Stated exercise: Copy the rows again, starting at the line containing "Expected behaviour: for every instance of the ceiling vent, pick" and ending after the line containing "x=346 y=122", and add 61 to every x and y coordinate in the answers.

Supplied entries:
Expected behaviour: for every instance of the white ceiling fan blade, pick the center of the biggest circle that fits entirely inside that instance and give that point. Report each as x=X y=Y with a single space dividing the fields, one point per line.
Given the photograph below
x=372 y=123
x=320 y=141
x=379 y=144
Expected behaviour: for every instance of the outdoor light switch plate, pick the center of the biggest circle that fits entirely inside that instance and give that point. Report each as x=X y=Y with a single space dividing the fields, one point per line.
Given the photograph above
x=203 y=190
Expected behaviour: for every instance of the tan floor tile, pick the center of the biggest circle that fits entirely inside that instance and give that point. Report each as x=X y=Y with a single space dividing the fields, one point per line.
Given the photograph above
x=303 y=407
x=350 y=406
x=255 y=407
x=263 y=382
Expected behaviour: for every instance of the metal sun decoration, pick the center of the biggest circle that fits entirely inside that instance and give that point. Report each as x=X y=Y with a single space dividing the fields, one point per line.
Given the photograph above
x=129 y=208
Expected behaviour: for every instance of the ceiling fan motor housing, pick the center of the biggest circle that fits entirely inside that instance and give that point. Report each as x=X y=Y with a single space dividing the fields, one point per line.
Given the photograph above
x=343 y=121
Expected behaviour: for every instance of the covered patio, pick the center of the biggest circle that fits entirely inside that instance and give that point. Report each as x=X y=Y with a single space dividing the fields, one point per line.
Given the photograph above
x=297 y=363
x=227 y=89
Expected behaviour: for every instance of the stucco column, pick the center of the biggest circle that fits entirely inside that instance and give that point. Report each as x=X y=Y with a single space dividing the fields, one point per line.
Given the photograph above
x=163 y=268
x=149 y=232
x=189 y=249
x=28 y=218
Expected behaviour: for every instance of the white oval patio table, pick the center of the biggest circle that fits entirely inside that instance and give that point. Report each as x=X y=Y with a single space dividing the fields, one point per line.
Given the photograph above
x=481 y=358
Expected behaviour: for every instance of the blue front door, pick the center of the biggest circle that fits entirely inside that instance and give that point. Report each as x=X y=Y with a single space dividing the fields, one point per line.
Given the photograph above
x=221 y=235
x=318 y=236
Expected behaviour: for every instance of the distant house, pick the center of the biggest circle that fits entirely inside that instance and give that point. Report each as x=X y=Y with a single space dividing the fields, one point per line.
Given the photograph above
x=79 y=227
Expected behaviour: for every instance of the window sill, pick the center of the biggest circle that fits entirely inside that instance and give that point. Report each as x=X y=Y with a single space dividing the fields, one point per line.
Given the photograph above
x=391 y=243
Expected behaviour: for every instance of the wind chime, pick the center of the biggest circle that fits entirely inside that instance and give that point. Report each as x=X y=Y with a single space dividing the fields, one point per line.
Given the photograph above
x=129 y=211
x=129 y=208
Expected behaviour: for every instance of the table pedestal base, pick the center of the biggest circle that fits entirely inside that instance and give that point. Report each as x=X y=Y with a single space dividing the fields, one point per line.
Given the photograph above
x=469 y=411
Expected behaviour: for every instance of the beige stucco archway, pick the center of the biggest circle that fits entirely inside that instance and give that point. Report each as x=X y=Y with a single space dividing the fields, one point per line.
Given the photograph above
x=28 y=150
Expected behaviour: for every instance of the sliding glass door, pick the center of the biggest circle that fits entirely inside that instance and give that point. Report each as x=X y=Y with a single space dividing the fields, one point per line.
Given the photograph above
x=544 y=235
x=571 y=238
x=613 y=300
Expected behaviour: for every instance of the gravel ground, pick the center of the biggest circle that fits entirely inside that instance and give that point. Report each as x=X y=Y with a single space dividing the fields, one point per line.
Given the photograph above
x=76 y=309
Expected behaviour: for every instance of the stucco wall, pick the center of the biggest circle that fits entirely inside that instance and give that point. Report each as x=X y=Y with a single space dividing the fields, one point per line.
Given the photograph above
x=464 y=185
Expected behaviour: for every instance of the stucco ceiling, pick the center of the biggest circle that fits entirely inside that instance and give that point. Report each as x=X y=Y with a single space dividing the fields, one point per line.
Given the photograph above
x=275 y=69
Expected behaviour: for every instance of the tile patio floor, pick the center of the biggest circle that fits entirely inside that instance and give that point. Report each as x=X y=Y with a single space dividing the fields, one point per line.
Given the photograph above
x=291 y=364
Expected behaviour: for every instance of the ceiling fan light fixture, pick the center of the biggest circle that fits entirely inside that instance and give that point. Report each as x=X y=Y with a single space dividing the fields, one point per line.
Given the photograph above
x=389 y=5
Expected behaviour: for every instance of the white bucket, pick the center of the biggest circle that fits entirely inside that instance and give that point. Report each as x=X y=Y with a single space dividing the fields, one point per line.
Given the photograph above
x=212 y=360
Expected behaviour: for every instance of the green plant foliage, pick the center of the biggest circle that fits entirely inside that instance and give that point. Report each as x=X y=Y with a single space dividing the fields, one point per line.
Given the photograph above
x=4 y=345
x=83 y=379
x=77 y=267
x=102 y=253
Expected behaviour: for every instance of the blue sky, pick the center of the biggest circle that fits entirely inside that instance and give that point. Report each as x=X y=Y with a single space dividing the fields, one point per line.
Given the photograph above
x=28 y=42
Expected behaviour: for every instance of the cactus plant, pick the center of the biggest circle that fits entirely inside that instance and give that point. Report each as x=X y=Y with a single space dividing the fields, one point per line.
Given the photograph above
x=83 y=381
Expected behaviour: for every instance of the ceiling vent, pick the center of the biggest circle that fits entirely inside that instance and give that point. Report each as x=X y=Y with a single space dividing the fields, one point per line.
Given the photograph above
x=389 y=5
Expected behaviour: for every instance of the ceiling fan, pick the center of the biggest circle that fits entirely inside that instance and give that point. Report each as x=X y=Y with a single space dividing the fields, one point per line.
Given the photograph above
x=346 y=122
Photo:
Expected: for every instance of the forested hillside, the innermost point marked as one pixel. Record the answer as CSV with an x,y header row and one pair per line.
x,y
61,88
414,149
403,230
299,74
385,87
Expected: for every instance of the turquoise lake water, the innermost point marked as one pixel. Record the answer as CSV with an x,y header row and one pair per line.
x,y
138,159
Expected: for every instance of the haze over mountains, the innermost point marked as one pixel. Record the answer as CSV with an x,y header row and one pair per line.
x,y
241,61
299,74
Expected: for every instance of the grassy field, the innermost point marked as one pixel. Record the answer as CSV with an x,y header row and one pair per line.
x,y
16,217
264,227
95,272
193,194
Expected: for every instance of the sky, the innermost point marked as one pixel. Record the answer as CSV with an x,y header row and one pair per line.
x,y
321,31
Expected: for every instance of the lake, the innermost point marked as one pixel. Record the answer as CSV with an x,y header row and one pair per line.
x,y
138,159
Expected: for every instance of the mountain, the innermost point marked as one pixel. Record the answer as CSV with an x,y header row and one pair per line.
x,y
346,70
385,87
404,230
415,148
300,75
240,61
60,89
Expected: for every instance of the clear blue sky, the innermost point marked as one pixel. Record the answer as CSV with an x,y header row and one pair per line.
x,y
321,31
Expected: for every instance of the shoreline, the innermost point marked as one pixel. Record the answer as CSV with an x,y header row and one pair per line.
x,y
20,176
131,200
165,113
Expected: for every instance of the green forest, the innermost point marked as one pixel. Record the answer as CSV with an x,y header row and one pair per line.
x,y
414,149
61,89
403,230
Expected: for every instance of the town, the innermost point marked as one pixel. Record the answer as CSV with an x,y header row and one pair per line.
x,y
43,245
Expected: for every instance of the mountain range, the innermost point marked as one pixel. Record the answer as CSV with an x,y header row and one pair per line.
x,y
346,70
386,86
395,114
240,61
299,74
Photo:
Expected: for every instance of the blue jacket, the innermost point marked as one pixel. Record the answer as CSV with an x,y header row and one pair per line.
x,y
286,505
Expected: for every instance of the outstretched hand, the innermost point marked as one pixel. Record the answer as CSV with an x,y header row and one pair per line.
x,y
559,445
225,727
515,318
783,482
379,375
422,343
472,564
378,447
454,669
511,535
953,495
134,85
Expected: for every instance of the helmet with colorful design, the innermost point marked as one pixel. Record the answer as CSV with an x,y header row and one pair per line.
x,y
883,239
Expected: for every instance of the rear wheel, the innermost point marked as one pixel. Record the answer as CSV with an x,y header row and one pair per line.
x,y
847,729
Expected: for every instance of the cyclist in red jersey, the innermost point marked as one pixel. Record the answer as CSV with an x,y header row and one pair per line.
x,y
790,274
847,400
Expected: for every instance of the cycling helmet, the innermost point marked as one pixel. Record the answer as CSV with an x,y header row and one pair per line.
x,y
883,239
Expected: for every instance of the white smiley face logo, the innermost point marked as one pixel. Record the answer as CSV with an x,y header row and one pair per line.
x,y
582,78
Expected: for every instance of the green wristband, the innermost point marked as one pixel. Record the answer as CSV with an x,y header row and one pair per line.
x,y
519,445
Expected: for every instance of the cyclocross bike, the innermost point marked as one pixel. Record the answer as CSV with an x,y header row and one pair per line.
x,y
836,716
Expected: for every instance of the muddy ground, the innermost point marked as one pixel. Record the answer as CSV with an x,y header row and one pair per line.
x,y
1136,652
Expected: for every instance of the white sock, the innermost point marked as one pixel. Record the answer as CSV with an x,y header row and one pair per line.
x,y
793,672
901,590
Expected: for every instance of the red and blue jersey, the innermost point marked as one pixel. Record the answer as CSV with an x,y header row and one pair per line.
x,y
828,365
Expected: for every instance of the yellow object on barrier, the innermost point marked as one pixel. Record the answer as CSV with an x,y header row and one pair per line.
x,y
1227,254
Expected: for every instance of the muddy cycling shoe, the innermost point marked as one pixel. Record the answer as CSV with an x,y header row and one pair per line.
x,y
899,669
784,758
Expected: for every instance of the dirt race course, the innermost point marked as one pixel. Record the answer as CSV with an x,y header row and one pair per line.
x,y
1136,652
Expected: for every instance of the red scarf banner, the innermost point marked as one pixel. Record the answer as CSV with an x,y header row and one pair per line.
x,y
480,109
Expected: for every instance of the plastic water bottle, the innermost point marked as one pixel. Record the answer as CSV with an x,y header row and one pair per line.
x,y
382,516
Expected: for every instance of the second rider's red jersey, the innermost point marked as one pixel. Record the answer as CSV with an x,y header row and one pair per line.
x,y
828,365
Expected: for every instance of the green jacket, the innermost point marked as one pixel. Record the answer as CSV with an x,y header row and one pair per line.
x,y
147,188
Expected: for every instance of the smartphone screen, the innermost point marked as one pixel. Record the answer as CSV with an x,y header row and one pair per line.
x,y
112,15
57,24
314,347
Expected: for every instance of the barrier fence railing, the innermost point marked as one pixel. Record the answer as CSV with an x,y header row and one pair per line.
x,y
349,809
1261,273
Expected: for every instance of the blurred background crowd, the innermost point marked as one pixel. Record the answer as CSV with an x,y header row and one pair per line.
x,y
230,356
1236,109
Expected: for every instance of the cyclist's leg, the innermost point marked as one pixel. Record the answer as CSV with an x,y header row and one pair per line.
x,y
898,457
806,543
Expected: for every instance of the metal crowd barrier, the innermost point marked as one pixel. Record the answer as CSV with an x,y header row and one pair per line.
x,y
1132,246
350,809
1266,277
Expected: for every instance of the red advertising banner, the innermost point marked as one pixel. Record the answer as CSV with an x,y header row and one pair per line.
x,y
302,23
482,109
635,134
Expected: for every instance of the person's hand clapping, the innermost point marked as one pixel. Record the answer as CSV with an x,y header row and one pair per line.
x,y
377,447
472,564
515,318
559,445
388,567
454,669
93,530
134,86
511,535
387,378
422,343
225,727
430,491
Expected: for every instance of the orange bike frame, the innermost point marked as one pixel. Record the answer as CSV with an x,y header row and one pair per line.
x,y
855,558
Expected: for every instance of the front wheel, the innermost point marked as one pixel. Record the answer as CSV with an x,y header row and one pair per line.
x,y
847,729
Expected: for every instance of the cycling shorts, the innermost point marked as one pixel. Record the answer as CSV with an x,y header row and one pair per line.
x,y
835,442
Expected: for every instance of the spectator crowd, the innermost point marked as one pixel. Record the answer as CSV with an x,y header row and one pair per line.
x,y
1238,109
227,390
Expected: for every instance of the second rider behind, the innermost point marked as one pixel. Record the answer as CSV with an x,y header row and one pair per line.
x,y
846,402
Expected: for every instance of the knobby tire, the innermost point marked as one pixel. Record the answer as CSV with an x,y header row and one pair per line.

Output below:
Expected behaviour: for every instance of the ceiling vent, pick the center of the biggest circle that fits entirely inside that instance and give that point. Report each as x=X y=Y with a single space dividing the fields, one point per line.
Given the photograph above
x=450 y=66
Expected behaviour: for every instance of the ceiling fan, pick the center of the biggest circle that fits entirely inside that instance and give that point. Report each as x=X y=Y with a single space dividing the fields, one point per line.
Given the photograph above
x=407 y=183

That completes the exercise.